Text segment -
We found only minor differences between type A and type B neurons. Both had transient outward currents with small maximum conductances that activated and inactivated at approximately the same rate in both neurons (Table 2). Also the membrane conductance responsible for the noninactivating current was similar in type A and type B neurons (Table 3). The only significant differences were in the activation kinetics of outward currents because both of them activated at more positive potentials in type A neurons than in type B neurons (Tables 2 and 3).

We did not find any evidence for the existence of Ca²⁺-activated K⁺ current in the VS-3 neurons. Experiments with CTX or apamin did not reveal sensitivity to these blockers in current- or voltage-clamp recordings. However, it is possible that these neurons have K⁺ current that is activated by Ca²⁺ but not sensitive to these toxins. Purali and Rydqvist (1992) did not find a Ca²⁺-activated K⁺ current in the slowly or rapidly adapting stretch receptor neurons of crayfish using the same blockers, but single-channel recordings revealed that Ca²⁺-activated K⁺ channels are present in these neurons (Erxleben et al. 1991). The density of these channels in some neurons could be so small that the whole cell currents cannot be easily detected. Ca²⁺-activated K⁺- current was found to be one of the main components of adaptation in one type of insect cuticular mechanoreceptor neuron, the cockroach tactile spine (Torkkeli and French 1995), where approximately one-half of the total outward current was activated by Ca²⁺. The mechanisms of adaptation of VS-3 neurons are probably very different from those of the tactile spine because their adaptation behavior is different. The tactile spine is a phasic receptor, but it can fire bursts that last several seconds (Torkkeli and French 1995), the action potentials always return to hyperpolarizing potentials, and their threshold depolarization is substantially lower than VS-3 neurons (~5 mV, unpublished observation). Consequently, the tactile spine neuron has a large A current that activates when the membrane is hyperpolarized below the resting potential (Torkkeli and French 1994). The VS-3 neurons do not have the slow afterhyperpolarization that has been shown to be produced by Ca²⁺-activated K⁺ currents in many neurons and is assumed to slow the rate of firing (Hille 1992).

Material supplied -

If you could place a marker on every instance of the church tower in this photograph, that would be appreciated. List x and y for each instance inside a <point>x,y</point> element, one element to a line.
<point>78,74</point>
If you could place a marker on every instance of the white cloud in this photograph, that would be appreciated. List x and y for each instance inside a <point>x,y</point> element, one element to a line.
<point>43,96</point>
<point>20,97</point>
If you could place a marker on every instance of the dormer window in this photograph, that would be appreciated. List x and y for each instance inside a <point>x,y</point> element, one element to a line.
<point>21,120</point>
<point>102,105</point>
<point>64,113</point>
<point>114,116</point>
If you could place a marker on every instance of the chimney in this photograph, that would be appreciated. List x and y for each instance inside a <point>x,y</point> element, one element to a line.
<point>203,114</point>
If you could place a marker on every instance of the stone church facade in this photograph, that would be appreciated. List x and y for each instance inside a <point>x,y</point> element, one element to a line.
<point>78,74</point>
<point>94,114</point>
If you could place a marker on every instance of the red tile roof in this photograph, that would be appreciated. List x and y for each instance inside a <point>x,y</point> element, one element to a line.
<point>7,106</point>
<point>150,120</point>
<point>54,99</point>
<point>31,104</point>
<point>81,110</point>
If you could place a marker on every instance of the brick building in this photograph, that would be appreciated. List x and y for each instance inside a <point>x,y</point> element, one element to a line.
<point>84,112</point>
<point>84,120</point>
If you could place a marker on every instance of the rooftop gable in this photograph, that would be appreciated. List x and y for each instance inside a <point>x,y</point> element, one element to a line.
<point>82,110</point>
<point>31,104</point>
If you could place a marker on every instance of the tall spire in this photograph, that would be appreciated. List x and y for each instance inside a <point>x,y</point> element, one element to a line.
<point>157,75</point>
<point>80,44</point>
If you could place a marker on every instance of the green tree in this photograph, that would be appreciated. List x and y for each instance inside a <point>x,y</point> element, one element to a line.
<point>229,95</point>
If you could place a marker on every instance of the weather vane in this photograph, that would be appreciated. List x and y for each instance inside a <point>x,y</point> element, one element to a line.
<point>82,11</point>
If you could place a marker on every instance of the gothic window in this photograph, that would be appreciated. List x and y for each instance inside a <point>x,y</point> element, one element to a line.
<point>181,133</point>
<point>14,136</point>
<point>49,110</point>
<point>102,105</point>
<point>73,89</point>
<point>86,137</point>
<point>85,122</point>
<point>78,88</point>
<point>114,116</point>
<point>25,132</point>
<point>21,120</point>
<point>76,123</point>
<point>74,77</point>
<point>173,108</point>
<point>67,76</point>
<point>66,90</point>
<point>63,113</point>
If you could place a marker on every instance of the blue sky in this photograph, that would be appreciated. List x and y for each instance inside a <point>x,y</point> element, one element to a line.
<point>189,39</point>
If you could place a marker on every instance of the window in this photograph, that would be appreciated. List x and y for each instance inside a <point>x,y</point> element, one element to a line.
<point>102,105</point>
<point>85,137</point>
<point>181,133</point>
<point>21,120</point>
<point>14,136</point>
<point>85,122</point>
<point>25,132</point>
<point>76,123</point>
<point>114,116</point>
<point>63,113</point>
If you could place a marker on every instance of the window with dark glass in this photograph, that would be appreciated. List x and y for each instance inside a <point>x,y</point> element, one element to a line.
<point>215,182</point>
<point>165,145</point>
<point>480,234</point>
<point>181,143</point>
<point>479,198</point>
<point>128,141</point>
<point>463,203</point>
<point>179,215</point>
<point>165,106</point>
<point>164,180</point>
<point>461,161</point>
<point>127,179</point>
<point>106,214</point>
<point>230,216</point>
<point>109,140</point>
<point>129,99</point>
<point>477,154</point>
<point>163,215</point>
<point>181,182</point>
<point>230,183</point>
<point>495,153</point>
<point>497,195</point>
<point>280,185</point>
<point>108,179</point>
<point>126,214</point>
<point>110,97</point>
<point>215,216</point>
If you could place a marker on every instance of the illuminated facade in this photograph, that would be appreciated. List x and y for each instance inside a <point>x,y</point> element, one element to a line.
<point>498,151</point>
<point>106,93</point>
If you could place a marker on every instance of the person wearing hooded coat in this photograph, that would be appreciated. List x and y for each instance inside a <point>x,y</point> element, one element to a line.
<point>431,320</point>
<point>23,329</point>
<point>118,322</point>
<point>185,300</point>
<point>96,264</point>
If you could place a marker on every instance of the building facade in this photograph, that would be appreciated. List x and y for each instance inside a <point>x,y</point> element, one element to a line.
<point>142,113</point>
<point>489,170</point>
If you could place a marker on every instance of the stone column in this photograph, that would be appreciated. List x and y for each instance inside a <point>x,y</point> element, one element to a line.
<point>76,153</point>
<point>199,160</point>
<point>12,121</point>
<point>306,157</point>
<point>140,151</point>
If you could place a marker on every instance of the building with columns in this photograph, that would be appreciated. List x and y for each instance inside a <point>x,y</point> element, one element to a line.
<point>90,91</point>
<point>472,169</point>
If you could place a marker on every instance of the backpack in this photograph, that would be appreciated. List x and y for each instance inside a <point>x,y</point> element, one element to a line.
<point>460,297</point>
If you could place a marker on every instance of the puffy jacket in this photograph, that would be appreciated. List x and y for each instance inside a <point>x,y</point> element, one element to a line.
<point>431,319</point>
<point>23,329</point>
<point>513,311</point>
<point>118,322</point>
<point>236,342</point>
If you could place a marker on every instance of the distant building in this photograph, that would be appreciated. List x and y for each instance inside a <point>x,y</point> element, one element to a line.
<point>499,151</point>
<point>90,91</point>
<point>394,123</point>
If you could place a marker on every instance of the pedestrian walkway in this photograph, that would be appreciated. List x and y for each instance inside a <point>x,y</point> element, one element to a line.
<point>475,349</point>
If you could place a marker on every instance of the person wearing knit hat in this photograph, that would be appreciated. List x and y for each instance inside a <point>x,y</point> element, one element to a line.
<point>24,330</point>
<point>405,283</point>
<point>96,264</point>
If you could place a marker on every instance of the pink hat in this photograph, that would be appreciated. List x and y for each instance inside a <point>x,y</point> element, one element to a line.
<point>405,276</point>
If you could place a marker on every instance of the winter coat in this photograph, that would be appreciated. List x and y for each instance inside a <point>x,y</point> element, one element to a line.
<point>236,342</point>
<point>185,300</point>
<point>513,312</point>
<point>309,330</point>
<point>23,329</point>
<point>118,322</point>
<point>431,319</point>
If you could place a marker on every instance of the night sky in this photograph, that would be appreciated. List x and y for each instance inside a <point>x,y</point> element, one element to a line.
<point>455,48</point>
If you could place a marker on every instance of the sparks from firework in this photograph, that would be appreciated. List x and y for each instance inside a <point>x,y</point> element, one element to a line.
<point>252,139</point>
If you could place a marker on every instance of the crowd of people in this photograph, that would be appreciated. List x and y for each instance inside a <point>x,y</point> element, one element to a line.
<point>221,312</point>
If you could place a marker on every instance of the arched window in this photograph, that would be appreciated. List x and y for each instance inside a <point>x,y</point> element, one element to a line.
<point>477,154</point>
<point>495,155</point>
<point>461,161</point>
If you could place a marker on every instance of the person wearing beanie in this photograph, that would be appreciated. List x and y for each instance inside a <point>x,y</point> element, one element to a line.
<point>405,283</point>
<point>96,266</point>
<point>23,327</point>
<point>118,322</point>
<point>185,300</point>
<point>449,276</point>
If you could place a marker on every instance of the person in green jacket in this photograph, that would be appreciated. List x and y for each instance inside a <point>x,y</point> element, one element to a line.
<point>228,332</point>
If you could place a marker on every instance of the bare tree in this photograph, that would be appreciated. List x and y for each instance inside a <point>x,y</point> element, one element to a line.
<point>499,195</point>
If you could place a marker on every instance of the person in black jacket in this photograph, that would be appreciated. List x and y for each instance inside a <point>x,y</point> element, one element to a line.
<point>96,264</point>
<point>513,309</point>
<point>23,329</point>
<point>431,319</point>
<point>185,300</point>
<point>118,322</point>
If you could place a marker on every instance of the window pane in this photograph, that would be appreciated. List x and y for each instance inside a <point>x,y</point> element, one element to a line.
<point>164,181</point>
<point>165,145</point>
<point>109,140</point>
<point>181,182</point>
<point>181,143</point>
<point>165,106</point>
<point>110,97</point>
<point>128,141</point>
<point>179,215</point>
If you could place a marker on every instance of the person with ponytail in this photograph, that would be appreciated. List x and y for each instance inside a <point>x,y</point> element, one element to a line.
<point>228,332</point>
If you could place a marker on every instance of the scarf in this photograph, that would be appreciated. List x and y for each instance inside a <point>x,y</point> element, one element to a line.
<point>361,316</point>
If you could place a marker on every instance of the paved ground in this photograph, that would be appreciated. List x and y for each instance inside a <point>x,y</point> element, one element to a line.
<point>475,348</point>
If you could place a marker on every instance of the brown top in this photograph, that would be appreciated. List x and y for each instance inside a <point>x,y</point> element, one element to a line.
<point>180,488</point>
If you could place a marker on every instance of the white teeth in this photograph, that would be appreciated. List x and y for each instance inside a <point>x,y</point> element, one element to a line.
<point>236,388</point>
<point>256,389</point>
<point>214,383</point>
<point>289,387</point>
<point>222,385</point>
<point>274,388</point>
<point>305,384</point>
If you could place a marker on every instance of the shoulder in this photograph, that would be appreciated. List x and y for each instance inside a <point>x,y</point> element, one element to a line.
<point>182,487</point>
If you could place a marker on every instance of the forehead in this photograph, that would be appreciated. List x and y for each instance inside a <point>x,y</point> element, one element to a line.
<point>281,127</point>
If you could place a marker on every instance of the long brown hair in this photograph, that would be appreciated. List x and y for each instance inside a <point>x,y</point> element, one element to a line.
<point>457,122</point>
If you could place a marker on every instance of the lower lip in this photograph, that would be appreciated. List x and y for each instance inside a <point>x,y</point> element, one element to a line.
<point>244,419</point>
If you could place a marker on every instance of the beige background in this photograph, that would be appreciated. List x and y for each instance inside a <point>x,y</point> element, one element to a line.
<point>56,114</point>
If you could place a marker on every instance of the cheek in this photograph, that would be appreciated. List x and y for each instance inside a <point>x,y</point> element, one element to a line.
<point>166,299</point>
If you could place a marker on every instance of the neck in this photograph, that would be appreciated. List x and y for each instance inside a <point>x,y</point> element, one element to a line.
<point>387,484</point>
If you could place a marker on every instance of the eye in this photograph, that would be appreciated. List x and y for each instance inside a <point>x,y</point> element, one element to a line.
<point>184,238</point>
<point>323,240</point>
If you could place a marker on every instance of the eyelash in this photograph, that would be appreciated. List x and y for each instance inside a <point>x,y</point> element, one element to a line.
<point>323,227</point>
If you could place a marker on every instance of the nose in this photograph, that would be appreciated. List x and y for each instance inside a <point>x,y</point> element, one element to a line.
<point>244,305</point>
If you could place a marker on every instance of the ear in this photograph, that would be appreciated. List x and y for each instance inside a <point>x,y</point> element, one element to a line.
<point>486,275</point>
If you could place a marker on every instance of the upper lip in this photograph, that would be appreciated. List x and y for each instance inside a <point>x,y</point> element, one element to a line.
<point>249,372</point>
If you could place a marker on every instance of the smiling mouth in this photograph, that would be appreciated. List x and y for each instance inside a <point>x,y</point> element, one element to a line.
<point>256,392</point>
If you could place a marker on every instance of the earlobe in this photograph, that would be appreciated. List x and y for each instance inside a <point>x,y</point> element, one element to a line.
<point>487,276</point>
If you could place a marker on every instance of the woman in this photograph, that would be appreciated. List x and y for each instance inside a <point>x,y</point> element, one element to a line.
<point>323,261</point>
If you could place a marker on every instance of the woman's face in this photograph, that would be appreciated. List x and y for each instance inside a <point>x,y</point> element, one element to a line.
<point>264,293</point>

Instructions -
A – Answer these questions from the text on VS-3 neuron currents, one answer per line:
(i) Which two blockers failed to show any effect in current- or voltage-clamp recordings?
(ii) In which neuron type did the outward currents activate at more positive potentials?
(iii) Roughly what share of the total outward current in the cockroach tactile spine was activated by Ca²⁺?
B – Pick up the text on VS-3 neuron currents after its last sentence and continue writing it.
The rows are not needed for anything here.

Task-by-task answers -
A –
(i) CTX and apamin
(ii) Type A neurons
(iii) Approximately one-half

B –
In investigations of voltage-activated outward currents of slowly and rapidly adapting crayfish stretch receptor neurons (Rydqvist and Purali 1991; Rydqvist and Zhou 1989) the activation of outward currents was faster and occurred at more negative potentials in the rapidly than slowly adapting neurons. These findings are opposite to our results from VS-3 neurons, but the adaptation behavior of stretch receptor neurons is also very different from VS-3 neurons because both the rapidly and slowly adapting neurons can fire bursts of action potentials several seconds long, and VS-3 neurons only fire for a maximum of a few hundred milliseconds. However, Purali and Rydqvist (1992) did not regard the differences in the outward current kinetics as a major contributor to the variations in the adaptation behavior of stretch receptor neurons. Likewise, we do not believe that the small differences we found here between the activation kinetics of type A and type B neurons can have a major effect on the adaptational differences of VS-3 neurons. It seems more likely that the firing pattern is defined by other factors, possibly differences in the inactivation kinetics of the inward currents. Recently, sodium current inactivation has been shown to begin at more negative potentials, and it is also faster in the rapidly than in the slowly adapting stretch receptor neuron of the crayfish (Purali and Rydqvist 1998), suggesting a major regulatory function. Neither sodium nor calcium currents of VS-3 neurons have yet been investigated, and these currents may dominate their dynamic properties.